## What the exercise asks:
All lines from the one containing "# test: locate()" to the end of the entries below should be output exactly as they appear. No other lines should be output.

## Excerpted data:
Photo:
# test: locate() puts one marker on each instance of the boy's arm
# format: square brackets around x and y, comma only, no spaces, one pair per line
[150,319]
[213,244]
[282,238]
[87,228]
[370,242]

## Result below:
# test: locate() puts one marker on each instance of the boy's arm
# format: square brackets around x and y, comma only, no spaces, one pair per line
[150,319]
[213,244]
[282,238]
[87,228]
[370,242]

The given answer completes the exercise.